(Bacaan yang Diberikan):
Diakui Rudi, pihaknya telah mencoba mengkomunikasikan ini kepada Lembaga Pendidikan Non Formal dan Informal (PNFI), sayangnya belum membuahkan hasil.
“Kami sudah pernah mencoba menghubungi PNFI, tapi masih kurang ada bantuan yang optimal. Disini kami mencoba bertahan, siapa tahu ada solusi lagi. meskipun jumlah peserta didik sekarang ada 14, belum tahu bagaimana nanti kelanjutannya,” kata Rudi.
Ia sangat mewanti-wanti agar jangan sampai ada kata “bubar”, mengingat program yang ditawarkan sekolah telah unggul, yakni sesuai dengan kurikulum, muatan lokal budi pekerti, dan sebagainya.
Namun, lebih jauh soal itu, Rudi juga bicara mengenai sistem yang dinilai memberatkan, melihat pemberian bantuan sekolah saat ini disesuaikan dengan jumlah siswa binaan.
Padahal, menurutnya, baik sedikit atau dengan banyak siswa, operasional tetap berjalan sama.

(Daftar Tugas):
(a) Menurut kutipan tentang keluhan Rudi soal bantuan sekolah, berapa jumlah peserta didik saat ini?
(b) Teruskan kutipan tentang keluhan Rudi soal bantuan sekolah, dimulai setelah kalimat terakhirnya.

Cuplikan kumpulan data
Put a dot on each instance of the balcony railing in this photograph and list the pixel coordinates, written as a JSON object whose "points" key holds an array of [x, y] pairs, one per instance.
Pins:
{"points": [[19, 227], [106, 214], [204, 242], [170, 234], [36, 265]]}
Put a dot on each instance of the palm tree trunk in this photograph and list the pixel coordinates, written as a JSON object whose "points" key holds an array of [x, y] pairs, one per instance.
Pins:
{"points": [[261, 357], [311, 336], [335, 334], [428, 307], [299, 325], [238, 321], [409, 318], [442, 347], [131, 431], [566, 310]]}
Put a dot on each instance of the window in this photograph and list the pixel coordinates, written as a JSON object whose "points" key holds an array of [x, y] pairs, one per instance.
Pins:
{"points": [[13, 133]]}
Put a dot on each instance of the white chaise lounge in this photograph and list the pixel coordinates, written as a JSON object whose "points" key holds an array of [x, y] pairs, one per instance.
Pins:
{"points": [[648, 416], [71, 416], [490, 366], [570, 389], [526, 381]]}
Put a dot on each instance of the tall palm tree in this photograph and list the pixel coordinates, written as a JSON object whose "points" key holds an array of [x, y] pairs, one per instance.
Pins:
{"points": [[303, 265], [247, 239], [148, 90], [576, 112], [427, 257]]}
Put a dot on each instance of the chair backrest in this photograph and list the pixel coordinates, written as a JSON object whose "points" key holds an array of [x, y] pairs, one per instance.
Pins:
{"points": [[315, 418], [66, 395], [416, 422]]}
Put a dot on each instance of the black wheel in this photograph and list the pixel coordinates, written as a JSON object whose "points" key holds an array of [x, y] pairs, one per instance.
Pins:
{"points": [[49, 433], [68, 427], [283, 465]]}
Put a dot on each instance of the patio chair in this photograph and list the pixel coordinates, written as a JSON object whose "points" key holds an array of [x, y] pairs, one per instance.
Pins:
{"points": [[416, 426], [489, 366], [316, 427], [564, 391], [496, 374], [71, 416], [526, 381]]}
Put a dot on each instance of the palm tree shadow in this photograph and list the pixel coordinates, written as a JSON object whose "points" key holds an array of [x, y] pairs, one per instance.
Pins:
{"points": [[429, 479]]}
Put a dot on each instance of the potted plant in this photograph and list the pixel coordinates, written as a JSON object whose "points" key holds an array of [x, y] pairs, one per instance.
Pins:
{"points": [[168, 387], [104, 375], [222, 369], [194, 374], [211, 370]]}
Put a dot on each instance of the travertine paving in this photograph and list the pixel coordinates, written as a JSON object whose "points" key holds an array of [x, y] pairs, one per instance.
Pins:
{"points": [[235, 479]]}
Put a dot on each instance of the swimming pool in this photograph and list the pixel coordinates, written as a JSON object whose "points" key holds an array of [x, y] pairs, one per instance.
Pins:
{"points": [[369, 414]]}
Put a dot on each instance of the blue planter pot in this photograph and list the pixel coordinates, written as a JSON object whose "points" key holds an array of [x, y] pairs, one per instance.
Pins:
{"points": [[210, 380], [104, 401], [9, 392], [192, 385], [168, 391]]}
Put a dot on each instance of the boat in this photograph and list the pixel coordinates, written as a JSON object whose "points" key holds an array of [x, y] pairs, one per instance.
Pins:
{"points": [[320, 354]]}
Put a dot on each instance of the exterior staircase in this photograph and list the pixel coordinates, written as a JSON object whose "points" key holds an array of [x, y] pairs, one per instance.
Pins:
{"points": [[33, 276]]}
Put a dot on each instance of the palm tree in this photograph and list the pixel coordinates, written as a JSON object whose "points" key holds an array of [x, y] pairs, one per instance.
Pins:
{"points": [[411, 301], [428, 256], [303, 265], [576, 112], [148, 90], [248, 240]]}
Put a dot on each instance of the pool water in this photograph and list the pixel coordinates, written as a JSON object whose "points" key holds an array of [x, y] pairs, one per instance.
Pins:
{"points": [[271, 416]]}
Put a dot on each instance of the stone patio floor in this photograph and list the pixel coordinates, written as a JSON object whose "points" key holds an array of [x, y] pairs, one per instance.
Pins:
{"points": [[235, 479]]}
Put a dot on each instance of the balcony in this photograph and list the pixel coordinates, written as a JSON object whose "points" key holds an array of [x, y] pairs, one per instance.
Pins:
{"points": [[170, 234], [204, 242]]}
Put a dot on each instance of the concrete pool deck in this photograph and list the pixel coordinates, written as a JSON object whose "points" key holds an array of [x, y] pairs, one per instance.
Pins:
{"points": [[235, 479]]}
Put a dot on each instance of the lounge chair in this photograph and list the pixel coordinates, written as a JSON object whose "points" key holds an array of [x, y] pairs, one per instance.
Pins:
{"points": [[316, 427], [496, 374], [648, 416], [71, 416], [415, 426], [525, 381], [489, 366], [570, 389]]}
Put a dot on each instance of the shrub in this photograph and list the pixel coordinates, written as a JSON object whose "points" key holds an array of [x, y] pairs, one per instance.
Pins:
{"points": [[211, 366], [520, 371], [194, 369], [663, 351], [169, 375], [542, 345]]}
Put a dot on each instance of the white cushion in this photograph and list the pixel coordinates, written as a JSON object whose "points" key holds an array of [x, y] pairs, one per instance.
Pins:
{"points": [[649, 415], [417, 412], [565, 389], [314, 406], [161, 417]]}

(Hasil Akhir):
(a) Jumlah peserta didik saat ini ada 14.

(b)
“Jujur saja kita juga tidak merasa benar dalam melakukan pengelolaan, tetapi kita juga berhadapan pada sistem yang memberatkan, artinya sekarang bantuan tergantung dari jumlah murid, akan tetapi operasionalnya sama. Jika murid sedikit bantuan sedikit, tetapi kontrak untuk sekolahan kan tetep sama, itu yang berat,” paparnya.
Sementara itu, Ketua Swastika, Drs. Abraham Nurcahyo, M.Hum., juga mengeluhkan tentang sistem penataan sekolah di Magetan.
Dari banyaknya Posyandu dan TK/PAUD yang diintegrasikan menjadi Taman Posyandu. Menurutnya, hal semacam ini dinilai tumpang tindih karena tidak sesuai dengan tupoksinya.
Sehingga, lanjut Abraham, diperlukan evaluasi dan regulasi untuk memperjelas sistem pengelolaan TK di Magetan.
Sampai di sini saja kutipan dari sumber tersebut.